I know part of the answer to this from reading among other things *Why They Kill* by Richard Rhodes. Swedish agrarian society in the 1800s was the most violent society in Europe, and maybe the world. Murders per capita, assaults per capita, alcohol related rampages where everybody got murdered with an axe -- all of these happened more here than anywhere else. (The book is back at the library so I cannot paste in the statistics). Women and children were particularly at risk. This meant that among the leaders who were trying to create the new Swedish society were a significant number of women who wanted protection and independence from absusive husbands and fathers more than anything else in the world.
>The book is back at the library so I cannot paste in the statistics
https://annas-archive.org/
Oh cool! I never knew about this before. Thank you very much!
You're welcome!
It sources mainly from Library Genesis (libgen).
┄┄┄┄┄┄┄┄┄┄
» ACTIONS TO TAKE:
**A)** According to the discussion, which forms of violence happened more in Swedish agrarian society in the 1800s than anywhere else? List each one.
**B)** In the discussion, what is named as the main source for the linked site?
**C)** Write out the part of the discussion that begins at the words "I know part" and ends after "in the world.", word for word.
The material that comes next is from a different source than the discussion.

» INFORMATION:
┄┄┄┄┄┄┄┄┄┄
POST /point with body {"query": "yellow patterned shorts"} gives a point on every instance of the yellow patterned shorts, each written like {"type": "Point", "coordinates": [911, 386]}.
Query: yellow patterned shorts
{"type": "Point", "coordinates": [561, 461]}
┄┄┄┄┄┄┄┄┄┄
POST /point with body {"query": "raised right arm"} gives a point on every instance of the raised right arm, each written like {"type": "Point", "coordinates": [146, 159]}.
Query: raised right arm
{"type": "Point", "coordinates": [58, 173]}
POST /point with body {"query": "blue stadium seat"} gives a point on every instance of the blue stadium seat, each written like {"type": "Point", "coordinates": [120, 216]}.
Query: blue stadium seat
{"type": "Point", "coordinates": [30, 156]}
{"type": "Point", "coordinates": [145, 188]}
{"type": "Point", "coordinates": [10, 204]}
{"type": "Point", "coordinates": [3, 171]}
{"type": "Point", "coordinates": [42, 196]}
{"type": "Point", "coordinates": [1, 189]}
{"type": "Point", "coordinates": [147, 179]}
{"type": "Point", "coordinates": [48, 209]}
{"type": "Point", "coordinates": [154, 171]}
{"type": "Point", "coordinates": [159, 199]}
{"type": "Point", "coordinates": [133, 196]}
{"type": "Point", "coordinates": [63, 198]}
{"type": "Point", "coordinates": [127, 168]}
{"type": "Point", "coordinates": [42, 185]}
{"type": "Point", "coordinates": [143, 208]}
┄┄┄┄┄┄┄┄┄┄
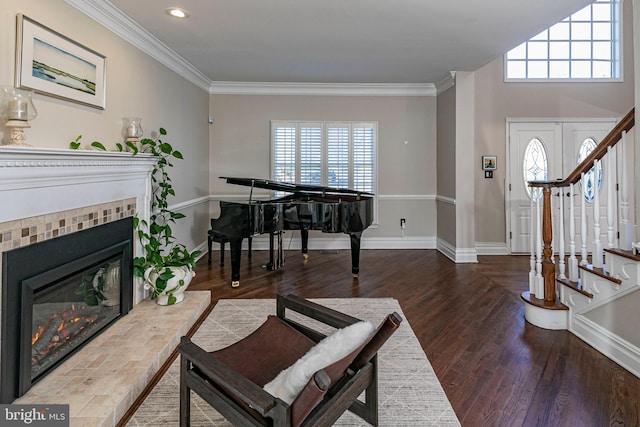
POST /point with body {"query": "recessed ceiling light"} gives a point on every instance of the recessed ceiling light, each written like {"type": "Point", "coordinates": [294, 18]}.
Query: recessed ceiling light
┄┄┄┄┄┄┄┄┄┄
» RESPONSES TO THE EXERCISE:
**A)** Murders per capita; assaults per capita; alcohol-related rampages where everybody got murdered with an axe.

**B)** Library Genesis (libgen).

**C)**
I know part of the answer to this from reading among other things *Why They Kill* by Richard Rhodes. Swedish agrarian society in the 1800s was the most violent society in Europe, and maybe the world. Murders per capita, assaults per capita, alcohol related rampages where everybody got murdered with an axe -- all of these happened more here than anywhere else. (The book is back at the library so I cannot paste in the statistics). Women and children were particularly at risk. This meant that among the leaders who were trying to create the new Swedish society were a significant number of women who wanted protection and independence from absusive husbands and fathers more than anything else in the world.